EXERCISE A =
Reproduce the records below, requests included, from the line containing "Objective — one marker on every instance of the plaid" down to the end of the records, multiplying every coordinate in the answers by 0.35 and rounding to whole numbers with halves going up. Leave the numbers in the requests and their format samples unchanged.

SOURCE DOCUMENT =
● ● ● ● ● ● ●

The rules are simple - send us your questions and see them featured in Natalia's Q&As column!

Q1:  Hello. I'm a new club player and learning through books, but I'm lazy to play.
So my question is: How many games (online) minimum per day should I play to put all that theory to good
use?

A1: If you don't like playing chess, then why study it at all? regular_smile.gif Seriously speaking, playing online (that's usually correspondence or blitz) won't take you as far as competing in tournaments at standard time control. My suggestion is that you should try to play chess live whenever possible since it's quite different from playing online. As to the ratio: the stronger the player, the more study is required. For beginners and "new club players" the ratio should be about 80% play, 20% study. For expert-NM level it's about 50%-50%, while top GMs may have to spend 80% of their time preparing and 20% - playing. Please keep it in mind and don't try to imitate the training routine of leading GMs.

Q2: What is your best advice to a beginner who is serious about improving he/r game?

A2: Enjoy chess & the environment, not the achievements. Remain faithful to chess by playing or studying every day, and you will become a perfect couple with the game.

Q3: Hi Natalia, I am a fan of you, so between Anand and Gelfand in your opinion will get
the title?

A3: Thanks. Ratings, statistics and other factors tell us that Anand is the favorite. However, life is not as easy as some people want to make it look like. For example, while chess fans were busy arguing who would win the Candidates - Aronian, Kramnik or Topalov, Gelfand emerged on top. Boris is a top professional who can put up a great fight against anyone, so, although I also think that Anand's chances are higher, it's not like we know the outcome for certain.

Q4: How should a player think about the moves during a normal game, or analysis. Should
he "speak to himself" like "R from e1 to e5, pawn from d7 to d6, R from e5 to h5..."
etc or he should just visualize the moves in his mind? And how about in blitz or
time trouble?

A4: I am not a scientist, so it's hard for to give a qualified opinion about this. However, I believe that you should a) follow the rules - muttering something out loud is prohibited b) depending on your dominant type of perception (visual, audio, kinesthethic, etc.), you can choose the approach that suits you best. For example, if you grasp things easier then you hear them, you may want to speak in your head. If your main perception type is visual, you can probably rely on visualizing. However, I guess the more channels you can employ, the better. If you can smell the best move, and the opponent can't, then you have an advantage! teeth_smile.gif

Q5: Hi Natalia, could you tell us how you win a won game? Are there things you do and
things you tell yourself every time?

A5: That's a popular question indeed. I have written two articles about converting winning positions. Take a look:
Converting winning positions
The art of converting winning positions
 
Q6: c4 or KID against much stronger opponent? Or any other?

A6: Playing for a draw or trying to trick a much stronger opponent in the opening is not a good idea. You had better play the openings you like and know well. This gives you more chances, and even if you lose, you still learn a valuable lesson. On the contrary, if you play some offbeat line for the first time in your life, you will still probably get outplayed (just due to the fact that the opponent is much stronger in general), but the learning experience won't be that useful.

Q7: Are there fundamental differences in the way women and men play chess? If yes, what do you think it is? 

A7:  Men are usually more hard-working and goal-oriented than women. For example, many leading female players quit chess after motherhood, while I have never heard of a top male chess player who finished his career for this reason. As to playing styles: women’s chess is less predictable and more exciting – no short draws, fighting till the very end, etc. Men are more predictable and stable.

● ● ● ● ● ● ●

EXERCISE B =
Duplicate word for word everything in the chess Q&A column above from "Q2: What is" down to "outcome for certain.".

● ● ● ● ● ● ●

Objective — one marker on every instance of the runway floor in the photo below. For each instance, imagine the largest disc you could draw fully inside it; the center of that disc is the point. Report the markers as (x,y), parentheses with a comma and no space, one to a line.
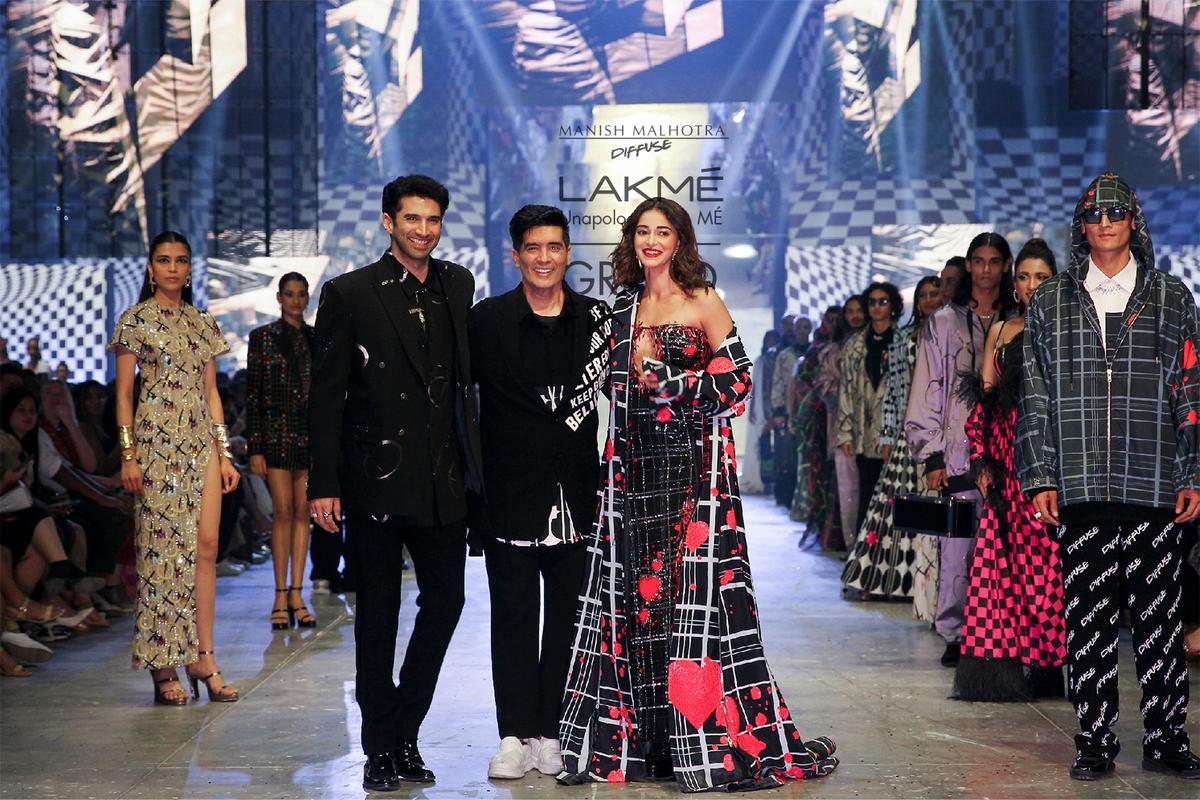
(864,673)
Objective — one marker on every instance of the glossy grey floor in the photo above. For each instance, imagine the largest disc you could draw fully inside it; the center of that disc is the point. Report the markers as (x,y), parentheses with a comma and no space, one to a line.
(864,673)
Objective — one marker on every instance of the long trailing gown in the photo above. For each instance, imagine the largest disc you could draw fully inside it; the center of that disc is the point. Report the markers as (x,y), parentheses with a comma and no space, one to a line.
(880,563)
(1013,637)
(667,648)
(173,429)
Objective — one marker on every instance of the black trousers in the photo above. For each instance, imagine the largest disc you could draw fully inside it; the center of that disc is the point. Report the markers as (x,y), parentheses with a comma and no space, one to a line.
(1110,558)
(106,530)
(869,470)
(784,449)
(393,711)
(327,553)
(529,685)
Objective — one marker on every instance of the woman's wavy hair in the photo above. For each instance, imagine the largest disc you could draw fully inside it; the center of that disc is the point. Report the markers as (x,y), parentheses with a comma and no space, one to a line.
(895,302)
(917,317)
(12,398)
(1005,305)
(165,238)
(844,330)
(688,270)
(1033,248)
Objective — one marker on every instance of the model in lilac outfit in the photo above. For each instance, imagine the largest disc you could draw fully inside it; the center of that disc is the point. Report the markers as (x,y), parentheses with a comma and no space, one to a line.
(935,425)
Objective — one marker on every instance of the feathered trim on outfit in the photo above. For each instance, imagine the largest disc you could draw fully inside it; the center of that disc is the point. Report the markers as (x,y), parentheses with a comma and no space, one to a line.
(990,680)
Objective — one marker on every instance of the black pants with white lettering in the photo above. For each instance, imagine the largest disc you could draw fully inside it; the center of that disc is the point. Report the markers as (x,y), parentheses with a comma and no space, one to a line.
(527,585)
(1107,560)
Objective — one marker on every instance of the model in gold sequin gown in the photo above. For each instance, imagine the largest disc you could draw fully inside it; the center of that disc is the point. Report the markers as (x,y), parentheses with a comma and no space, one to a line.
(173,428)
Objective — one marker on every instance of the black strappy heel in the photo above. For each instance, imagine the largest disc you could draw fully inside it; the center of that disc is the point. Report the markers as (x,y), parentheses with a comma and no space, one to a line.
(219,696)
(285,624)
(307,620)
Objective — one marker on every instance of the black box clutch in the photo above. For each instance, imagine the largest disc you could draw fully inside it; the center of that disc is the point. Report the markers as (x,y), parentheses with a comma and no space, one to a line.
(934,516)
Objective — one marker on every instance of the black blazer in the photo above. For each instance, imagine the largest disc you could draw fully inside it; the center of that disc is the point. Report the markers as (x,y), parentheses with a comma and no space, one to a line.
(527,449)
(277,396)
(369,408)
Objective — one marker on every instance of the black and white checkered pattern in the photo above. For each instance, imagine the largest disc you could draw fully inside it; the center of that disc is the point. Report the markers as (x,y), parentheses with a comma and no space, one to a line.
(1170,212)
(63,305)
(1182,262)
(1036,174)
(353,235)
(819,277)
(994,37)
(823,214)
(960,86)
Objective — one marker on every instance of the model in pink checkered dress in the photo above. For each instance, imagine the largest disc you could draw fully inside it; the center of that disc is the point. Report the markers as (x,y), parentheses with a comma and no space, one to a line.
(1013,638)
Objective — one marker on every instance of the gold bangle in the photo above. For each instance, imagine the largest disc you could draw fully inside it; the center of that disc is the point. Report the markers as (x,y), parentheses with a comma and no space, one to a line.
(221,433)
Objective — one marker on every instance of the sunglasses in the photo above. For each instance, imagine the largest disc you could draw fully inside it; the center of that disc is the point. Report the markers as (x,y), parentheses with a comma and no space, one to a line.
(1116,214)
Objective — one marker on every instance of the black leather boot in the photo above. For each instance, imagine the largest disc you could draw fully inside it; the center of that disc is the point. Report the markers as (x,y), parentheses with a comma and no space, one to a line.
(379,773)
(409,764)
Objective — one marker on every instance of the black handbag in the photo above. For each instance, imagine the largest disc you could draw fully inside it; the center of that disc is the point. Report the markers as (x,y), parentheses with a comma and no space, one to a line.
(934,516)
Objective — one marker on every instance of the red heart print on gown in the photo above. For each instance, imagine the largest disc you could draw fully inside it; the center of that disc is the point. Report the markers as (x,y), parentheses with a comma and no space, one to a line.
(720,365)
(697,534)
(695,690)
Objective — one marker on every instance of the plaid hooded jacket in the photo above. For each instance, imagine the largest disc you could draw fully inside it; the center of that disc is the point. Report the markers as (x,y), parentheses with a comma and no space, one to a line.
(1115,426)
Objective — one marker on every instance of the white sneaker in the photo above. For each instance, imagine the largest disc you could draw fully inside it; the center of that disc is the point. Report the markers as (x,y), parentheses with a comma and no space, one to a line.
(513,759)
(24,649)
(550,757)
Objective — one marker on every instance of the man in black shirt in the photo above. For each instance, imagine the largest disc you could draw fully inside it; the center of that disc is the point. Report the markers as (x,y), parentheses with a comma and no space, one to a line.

● ● ● ● ● ● ●

FULL SOLUTION A =
Objective — one marker on every instance of the plaid hooded jacket in the photo above. For each instance, imagine the largest disc you could draw fully inside it; the center of that disc is the point. Report the markers as (x,y), parentheses with a comma and no space, one to a line.
(390,149)
Objective — one marker on every instance of the white sneaker in the photo above. For each instance, imagine the largest disc you could draw fully inside it; the center of that disc is the point. Report the markers as (x,y), parentheses with a comma and no space, one to a line.
(180,266)
(8,227)
(193,265)
Objective — one marker on every instance of the man in black shirt in the photo above. For each instance, imagine the largest disc you could draw fully inside it; the center of that disc is the point. Report the markers as (x,y), parentheses with a comma and no space, one to a line.

FULL SOLUTION B =
Q2: What is your best advice to a beginner who is serious about improving he/r game?

A2: Enjoy chess & the environment, not the achievements. Remain faithful to chess by playing or studying every day, and you will become a perfect couple with the game.

Q3: Hi Natalia, I am a fan of you, so between Anand and Gelfand in your opinion will get
the title?

A3: Thanks. Ratings, statistics and other factors tell us that Anand is the favorite. However, life is not as easy as some people want to make it look like. For example, while chess fans were busy arguing who would win the Candidates - Aronian, Kramnik or Topalov, Gelfand emerged on top. Boris is a top professional who can put up a great fight against anyone, so, although I also think that Anand's chances are higher, it's not like we know the outcome for certain.